**Source text**.
2. The component of claim 1, wherein the waveguide has a thickness greater than 12.5 μm.
3. The component of claim 1, wherein the waveguide has a thickness greater than 13 μm.
4. The component of claim 1, wherein the waveguide has a thickness greater than 14 μm.
5. The component of claim 1, wherein the waveguide has a thickness greater than 14.5 μm.
6. The component of claim 1, wherein the waveguide has a thickness greater than 15 μm.
7. The component of claim 1, wherein the waveguide has a thickness between 12 and 16 μm.
8. The component of claim 1, wherein the waveguide has a thickness between 12.5 and 15.5 μm.
9. The component of claim 1, wherein the waveguide includes a ridge with a width of between 30% and 100% of the waveguide thickness.
10. The component of claim 1, wherein the waveguide includes a ridge with a width of between 70% and 100% of the waveguide thickness.
11. The component of claim 1, wherein the waveguide includes a ridge with a height of 2.5 to 12 μm.
12. The component of claim 1, wherein the waveguide includes a ridge with a height of 3 to 10 μm.
13. The component of claim 1, wherein the waveguide is a member of an array waveguide grating.

**Written request**. Return the stretch of the waveguide claims that begins at "7. The component" and stops after "3 to 10 μm.", copied word for word. Work only from the waveguide claims above.

**Collected data**.
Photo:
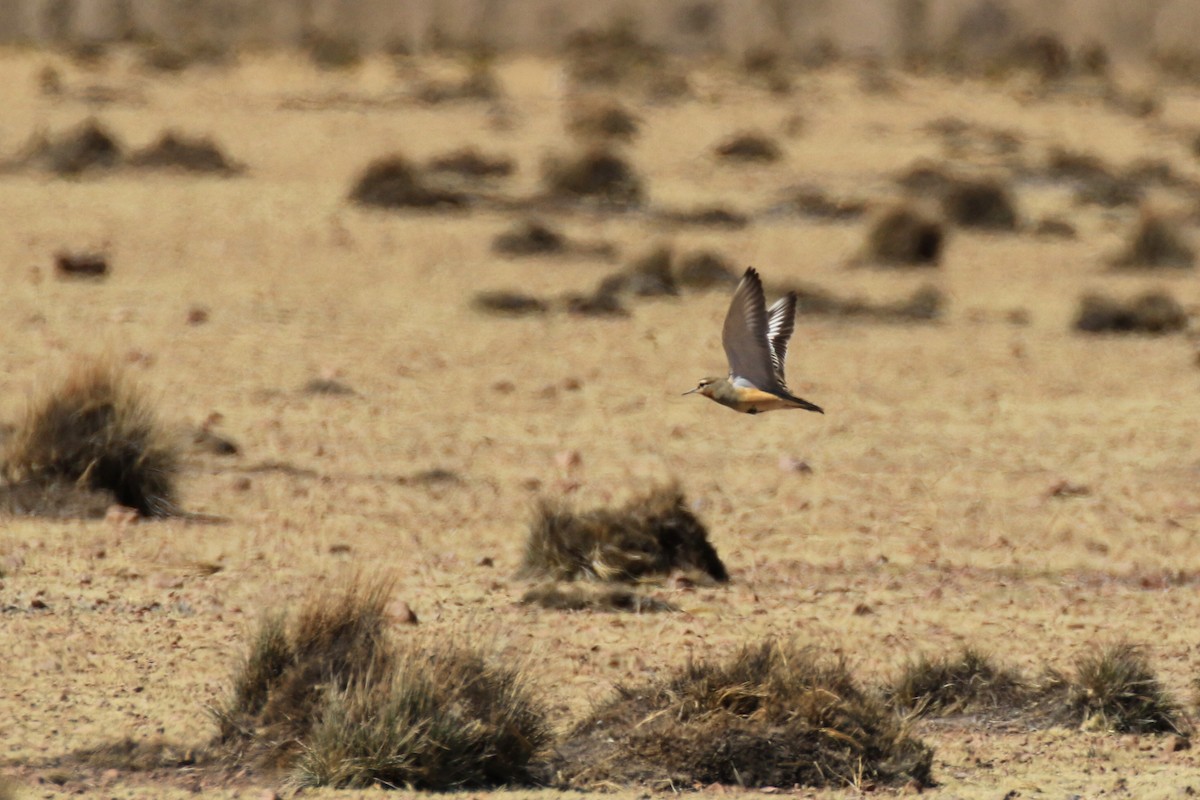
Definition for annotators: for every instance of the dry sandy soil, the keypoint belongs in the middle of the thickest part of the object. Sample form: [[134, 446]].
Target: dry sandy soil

**Response to the exercise**.
7. The component of claim 1, wherein the waveguide has a thickness between 12 and 16 μm.
8. The component of claim 1, wherein the waveguide has a thickness between 12.5 and 15.5 μm.
9. The component of claim 1, wherein the waveguide includes a ridge with a width of between 30% and 100% of the waveguide thickness.
10. The component of claim 1, wherein the waveguide includes a ridge with a width of between 70% and 100% of the waveguide thickness.
11. The component of claim 1, wherein the waveguide includes a ridge with a height of 2.5 to 12 μm.
12. The component of claim 1, wherein the waveguide includes a ridge with a height of 3 to 10 μm.